FRAGMENTO DEL TEXTO ->
######
Se cocina y fotografía. Se come y se fotografía. Se hace la sobremesa y se fotografía. Se va al mercado y se fotografía. El mundo vinculado a la mesa experimenta un alud de imágenes sin precedentes donde el sentido del gusto se alza como dominante. El teléfono con su cámara y las redes sociales ingresaron a la dinámica y lo cambiaron todo. ¿Acaso hemos desplazado los sentidos del olfato y del gusto? ¿Qué es más importante? ¿El show o comer? ¿Fotografiarlo-compartirlo o disfrutarlo? ¿Tenemos idea de lo que comemos?
Hace mucho que comer no se limita a saciar el hambre, sin lugar a dudas es un tema cultural, que denota nuestra idiosincrasia, nivel social, educación, intereses, hasta nuestra filosofía de vida. Hasta aquí nada nuevo bajo el sol. Pero qué sucede cuando parece que por encima de la necesidad de alimentarse está la de contarlo todo y sobresalir.
Me preguntan con frecuencia los programas de cocina que veo y debo que confesar que, salvo dos o tres excepciones, no me gustan. El espectáculo está por encima del conocimiento de lo que comemos, la tensión de un aficionado queriendo cocinar como un profesional sobrepasa lo que hay en el plato.
######
TAREA 1 ->
¿Coinciden con el fragmento estas afirmaciones? Contesta sí o no a cada una y cita literalmente las palabras del fragmento que lo deciden.
(a) El teléfono con cámara y las redes sociales transformaron lo relacionado con la mesa.
(b) A quien escribe le gustan casi todos los programas de cocina que ve.
(c) Hoy comer sirve únicamente para saciar el hambre.
TAREA 2 -> Según el fragmento, en los programas de cocina, ¿qué sobrepasa lo que hay en el plato?
TAREA 3 -> Repite sin cambios todo el fragmento, desde "Me preguntan con" hasta "en el plato.".
######
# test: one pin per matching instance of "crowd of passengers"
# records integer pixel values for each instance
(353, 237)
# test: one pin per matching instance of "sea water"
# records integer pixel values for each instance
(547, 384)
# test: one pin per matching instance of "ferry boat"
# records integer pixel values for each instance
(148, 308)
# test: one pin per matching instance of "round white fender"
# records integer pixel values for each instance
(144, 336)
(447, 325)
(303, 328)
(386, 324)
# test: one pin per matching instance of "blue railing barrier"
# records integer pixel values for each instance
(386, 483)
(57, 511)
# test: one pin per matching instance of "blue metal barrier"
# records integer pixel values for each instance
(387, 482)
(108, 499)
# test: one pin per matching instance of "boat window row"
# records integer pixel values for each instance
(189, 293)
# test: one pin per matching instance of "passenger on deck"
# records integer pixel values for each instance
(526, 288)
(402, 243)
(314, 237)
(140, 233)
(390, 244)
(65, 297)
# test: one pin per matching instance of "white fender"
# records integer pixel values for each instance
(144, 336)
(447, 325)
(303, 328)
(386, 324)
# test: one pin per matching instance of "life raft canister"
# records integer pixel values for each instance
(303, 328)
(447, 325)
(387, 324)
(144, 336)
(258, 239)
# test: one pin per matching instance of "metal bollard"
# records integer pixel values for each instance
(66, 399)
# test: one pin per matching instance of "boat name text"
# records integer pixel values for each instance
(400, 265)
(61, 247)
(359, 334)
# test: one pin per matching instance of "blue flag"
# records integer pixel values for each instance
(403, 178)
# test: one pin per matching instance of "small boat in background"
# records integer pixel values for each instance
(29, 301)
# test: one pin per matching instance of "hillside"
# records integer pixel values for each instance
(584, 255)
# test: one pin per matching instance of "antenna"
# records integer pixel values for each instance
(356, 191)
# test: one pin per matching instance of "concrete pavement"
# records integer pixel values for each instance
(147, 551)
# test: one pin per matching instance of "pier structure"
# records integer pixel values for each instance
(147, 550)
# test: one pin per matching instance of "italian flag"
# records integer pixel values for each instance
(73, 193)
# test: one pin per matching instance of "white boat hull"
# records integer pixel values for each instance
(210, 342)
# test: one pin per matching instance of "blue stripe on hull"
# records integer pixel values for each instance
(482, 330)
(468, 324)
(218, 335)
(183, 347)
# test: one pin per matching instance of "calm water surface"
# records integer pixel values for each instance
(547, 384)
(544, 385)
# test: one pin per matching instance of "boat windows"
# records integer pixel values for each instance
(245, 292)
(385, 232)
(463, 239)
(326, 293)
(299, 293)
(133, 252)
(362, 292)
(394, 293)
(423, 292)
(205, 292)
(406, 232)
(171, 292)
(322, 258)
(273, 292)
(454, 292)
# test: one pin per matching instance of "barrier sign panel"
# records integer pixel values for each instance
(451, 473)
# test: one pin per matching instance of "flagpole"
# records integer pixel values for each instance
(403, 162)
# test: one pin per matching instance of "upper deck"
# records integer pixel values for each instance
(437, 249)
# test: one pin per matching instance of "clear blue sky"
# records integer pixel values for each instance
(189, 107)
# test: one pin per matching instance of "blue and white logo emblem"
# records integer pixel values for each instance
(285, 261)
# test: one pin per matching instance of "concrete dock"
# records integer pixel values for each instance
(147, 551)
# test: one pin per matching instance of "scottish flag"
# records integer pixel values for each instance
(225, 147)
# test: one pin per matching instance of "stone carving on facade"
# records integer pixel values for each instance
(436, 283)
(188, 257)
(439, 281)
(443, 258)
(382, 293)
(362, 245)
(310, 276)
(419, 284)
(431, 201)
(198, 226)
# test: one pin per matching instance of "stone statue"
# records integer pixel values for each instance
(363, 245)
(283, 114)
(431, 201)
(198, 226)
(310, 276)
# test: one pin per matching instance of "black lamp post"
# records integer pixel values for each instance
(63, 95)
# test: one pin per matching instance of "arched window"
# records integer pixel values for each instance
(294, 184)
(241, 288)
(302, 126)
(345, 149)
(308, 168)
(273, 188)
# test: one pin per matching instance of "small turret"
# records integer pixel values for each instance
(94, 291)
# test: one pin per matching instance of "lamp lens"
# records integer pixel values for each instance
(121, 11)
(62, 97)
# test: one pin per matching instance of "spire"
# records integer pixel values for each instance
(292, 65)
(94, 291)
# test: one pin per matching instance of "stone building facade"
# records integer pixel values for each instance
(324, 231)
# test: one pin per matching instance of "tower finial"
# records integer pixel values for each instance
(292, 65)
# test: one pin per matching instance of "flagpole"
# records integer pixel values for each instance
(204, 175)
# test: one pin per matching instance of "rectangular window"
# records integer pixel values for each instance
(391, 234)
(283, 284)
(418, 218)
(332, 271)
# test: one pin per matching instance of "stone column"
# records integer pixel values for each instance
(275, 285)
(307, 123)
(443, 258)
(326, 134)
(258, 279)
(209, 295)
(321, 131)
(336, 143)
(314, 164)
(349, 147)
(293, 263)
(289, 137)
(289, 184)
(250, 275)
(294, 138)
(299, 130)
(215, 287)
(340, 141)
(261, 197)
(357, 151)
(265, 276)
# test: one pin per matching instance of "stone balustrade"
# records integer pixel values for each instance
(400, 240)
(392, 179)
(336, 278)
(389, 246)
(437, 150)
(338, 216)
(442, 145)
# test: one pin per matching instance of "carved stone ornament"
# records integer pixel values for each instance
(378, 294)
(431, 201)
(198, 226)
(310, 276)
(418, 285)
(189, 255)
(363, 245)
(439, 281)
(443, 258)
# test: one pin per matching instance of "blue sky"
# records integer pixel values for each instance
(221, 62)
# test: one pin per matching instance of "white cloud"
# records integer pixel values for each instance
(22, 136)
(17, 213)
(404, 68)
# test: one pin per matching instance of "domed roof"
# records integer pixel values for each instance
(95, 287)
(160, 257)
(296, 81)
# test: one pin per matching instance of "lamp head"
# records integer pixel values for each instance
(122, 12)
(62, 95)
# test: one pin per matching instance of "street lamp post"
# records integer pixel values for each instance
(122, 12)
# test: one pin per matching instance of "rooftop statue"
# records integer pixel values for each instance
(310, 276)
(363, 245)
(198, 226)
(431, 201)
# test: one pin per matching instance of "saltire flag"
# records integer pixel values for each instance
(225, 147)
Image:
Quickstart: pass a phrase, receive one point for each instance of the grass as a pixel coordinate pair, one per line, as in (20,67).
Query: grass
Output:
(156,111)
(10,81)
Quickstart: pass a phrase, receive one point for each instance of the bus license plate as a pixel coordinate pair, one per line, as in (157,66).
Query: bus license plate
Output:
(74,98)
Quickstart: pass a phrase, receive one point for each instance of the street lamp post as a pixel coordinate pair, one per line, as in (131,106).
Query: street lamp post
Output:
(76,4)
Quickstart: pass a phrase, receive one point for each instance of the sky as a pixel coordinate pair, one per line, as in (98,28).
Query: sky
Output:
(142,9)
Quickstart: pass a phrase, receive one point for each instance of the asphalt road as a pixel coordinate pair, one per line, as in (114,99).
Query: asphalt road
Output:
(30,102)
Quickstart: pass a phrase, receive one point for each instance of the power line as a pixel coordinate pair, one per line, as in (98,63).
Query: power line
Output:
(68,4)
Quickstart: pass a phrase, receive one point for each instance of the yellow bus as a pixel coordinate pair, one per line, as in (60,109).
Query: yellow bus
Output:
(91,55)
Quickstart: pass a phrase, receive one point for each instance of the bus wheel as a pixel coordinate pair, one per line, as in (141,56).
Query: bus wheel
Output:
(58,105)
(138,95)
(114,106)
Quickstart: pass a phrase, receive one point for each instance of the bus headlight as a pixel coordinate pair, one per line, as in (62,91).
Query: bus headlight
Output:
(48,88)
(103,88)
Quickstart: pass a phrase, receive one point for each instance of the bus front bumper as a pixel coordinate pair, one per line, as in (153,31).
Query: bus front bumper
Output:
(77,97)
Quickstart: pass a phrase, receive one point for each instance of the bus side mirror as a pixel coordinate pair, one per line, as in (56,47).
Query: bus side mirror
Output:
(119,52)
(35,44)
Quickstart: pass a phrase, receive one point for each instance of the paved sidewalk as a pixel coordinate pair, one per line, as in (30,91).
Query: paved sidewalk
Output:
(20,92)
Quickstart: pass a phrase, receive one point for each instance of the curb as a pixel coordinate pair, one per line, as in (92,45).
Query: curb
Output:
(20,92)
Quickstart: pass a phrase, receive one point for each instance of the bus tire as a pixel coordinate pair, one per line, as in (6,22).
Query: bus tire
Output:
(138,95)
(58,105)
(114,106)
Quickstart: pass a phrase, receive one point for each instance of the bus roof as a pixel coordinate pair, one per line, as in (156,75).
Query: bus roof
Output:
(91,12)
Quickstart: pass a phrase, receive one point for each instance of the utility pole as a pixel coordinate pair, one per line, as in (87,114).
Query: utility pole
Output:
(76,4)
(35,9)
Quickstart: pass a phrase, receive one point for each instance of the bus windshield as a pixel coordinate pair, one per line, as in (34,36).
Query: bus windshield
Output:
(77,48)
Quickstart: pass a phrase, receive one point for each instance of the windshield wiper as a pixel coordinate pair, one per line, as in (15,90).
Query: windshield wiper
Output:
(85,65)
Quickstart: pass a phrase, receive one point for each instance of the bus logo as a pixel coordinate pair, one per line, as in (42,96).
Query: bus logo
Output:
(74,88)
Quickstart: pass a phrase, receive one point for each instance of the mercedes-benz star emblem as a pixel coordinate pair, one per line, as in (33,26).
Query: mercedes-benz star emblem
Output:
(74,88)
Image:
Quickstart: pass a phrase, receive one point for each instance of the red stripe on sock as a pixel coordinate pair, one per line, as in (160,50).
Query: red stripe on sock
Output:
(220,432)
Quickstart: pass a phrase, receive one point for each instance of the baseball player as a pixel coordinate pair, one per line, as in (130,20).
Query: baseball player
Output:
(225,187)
######
RESPUESTA ESCRITA 1 ->
(a) Sí: "El teléfono con su cámara y las redes sociales ingresaron a la dinámica y lo cambiaron todo."
(b) No: "salvo dos o tres excepciones, no me gustan."
(c) No: "Hace mucho que comer no se limita a saciar el hambre".

RESPUESTA ESCRITA 2 -> La tensión de un aficionado queriendo cocinar como un profesional.

RESPUESTA ESCRITA 3 ->
Me preguntan con frecuencia los programas de cocina que veo y debo que confesar que, salvo dos o tres excepciones, no me gustan. El espectáculo está por encima del conocimiento de lo que comemos, la tensión de un aficionado queriendo cocinar como un profesional sobrepasa lo que hay en el plato.